= What the task requires =
Please keep the images out and set down the data exactly as given.

---*---

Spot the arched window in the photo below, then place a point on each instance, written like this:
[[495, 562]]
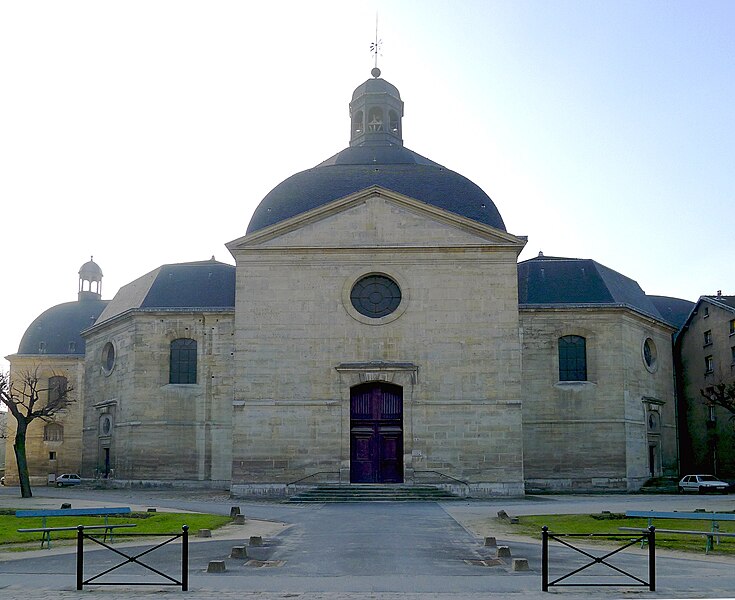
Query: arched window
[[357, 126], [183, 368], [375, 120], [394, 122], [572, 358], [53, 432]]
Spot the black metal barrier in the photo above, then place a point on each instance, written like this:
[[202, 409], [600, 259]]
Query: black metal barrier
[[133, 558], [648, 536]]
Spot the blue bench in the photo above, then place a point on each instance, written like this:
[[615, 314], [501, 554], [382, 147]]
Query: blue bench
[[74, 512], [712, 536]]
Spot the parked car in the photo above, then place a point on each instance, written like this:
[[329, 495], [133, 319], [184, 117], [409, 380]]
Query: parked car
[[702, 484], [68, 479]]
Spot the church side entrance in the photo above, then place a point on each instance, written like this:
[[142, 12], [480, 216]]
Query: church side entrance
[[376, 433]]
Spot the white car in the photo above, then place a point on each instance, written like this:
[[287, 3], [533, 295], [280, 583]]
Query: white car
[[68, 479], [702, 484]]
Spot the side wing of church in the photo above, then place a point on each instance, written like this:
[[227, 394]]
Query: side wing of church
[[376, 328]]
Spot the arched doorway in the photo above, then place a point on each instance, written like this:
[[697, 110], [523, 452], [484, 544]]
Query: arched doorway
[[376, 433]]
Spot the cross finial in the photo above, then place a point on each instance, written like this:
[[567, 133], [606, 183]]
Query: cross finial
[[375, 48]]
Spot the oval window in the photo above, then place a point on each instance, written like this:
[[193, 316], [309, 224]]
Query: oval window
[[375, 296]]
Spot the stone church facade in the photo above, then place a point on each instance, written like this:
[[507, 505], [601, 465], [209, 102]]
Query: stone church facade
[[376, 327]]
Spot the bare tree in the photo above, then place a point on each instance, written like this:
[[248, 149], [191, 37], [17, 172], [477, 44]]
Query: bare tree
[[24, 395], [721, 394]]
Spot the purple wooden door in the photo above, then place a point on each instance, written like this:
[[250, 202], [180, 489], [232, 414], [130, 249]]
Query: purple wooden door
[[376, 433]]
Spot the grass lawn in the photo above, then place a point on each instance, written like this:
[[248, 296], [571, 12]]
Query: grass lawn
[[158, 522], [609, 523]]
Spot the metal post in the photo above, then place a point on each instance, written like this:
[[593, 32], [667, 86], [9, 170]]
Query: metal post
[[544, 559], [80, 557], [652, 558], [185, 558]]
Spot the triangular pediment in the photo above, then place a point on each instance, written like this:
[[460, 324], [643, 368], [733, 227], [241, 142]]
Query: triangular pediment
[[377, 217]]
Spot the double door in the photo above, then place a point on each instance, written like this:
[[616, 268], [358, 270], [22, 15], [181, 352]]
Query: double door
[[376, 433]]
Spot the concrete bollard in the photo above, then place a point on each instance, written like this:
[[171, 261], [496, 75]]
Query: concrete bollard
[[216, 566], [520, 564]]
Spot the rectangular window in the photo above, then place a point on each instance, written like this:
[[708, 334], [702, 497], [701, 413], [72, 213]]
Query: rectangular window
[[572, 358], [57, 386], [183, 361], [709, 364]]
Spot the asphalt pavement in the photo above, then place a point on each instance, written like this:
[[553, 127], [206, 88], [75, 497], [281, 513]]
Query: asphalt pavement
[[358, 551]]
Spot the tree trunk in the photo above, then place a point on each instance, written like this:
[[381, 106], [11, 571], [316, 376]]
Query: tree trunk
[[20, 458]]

---*---

= Result =
Spot the arched window in the photo below, then place a point on each instance, written like this:
[[495, 562]]
Query: arched window
[[357, 126], [183, 368], [375, 120], [394, 122], [572, 358], [53, 432]]
Spot the black metal barrier in the photo above, then place a point on each instance, written like this:
[[202, 409], [600, 259]]
Query: black metal barrier
[[133, 558], [648, 536]]
Spot the blue bench in the photo above, then place a point on each instance, written like this:
[[615, 314], [501, 554], [382, 147]]
Query: blue bench
[[74, 512], [712, 536]]
Spot the parked car in the photo above, then place a point on each instance, written like this:
[[329, 495], [133, 319], [184, 117], [409, 380]]
Query: parked car
[[702, 484], [68, 479]]
Spot the church side entrance in the photo above, then place a point on each instance, written like this:
[[142, 12], [480, 216]]
Query: church side entrance
[[376, 433]]
Spot the white car in the photo above, then place a point on each instance, written like this:
[[287, 3], [533, 295], [280, 583]]
Query: white car
[[68, 479], [702, 484]]
Spot the side wing of church in the photo above, then place a point on each instance, written like this:
[[227, 394]]
Query: side wing of church
[[376, 328]]
Spot the arched doorway in the photo above, then place a point on each instance, written like this:
[[697, 110], [523, 452], [484, 544]]
Query: arched doorway
[[376, 433]]
Spot the cross finial in the photo above, then place a point on each instance, written like this:
[[567, 133], [606, 183]]
Query: cross finial
[[375, 48]]
Spot the oval window in the photo above, then place a point on each instance, written like this:
[[193, 316], [309, 224]]
Query: oval window
[[375, 296]]
Spot the stone church facade in the photo above, then place a point on each instance, written like this:
[[507, 505], [601, 465], [209, 102]]
Query: stone church facade
[[376, 327]]
Spot the bare tree in the photo above, then place a point on each instance, written like this:
[[248, 149], [191, 37], [17, 172], [477, 44]]
Query: bare tree
[[24, 395], [721, 394]]
Spot the purple wooden door in the photo above, then place a point on each instance, written like this:
[[250, 202], [180, 489], [232, 414], [130, 249]]
Query: purple wooden door
[[376, 433]]
Spot the grass lawn in the photo above, then place a point on each instance, written like this:
[[248, 296], [571, 12]]
Query: grass lawn
[[158, 522], [609, 523]]
Spot the metal post in the photo above, then place a point on each instance, written like this:
[[593, 32], [667, 86], [9, 170]]
Query: metal post
[[544, 559], [80, 557], [652, 558], [185, 558]]
Spot the triangular pediment in the photo above, then place a point on each instance, written like this:
[[460, 324], [643, 368], [733, 227], [241, 142]]
Query: triangular pediment
[[377, 217]]
Spot the double door in the photo above, then place a point on each instance, written like this:
[[616, 268], [358, 270], [22, 15], [181, 352]]
Query: double door
[[376, 433]]
Spot the concrete bollard in the photo above, then place a point on each instance, written like this:
[[171, 261], [496, 75]]
Query: concrete bollard
[[216, 566], [520, 564]]
Spot the rectangular window in the photo above, then place a point on each instance, written like this:
[[708, 334], [702, 497], [701, 413], [72, 213]]
Query: rectangular window
[[572, 358], [57, 386], [183, 361], [709, 364]]
Spot the asphalt pavement in the photo above, then place a point on each instance, written like this:
[[553, 127], [206, 88], [75, 497], [281, 513]]
Query: asphalt pavement
[[358, 551]]
Spot the tree trunk in the photo above, then place a point on each instance, written like this:
[[381, 106], [11, 571], [316, 376]]
Query: tree trunk
[[20, 458]]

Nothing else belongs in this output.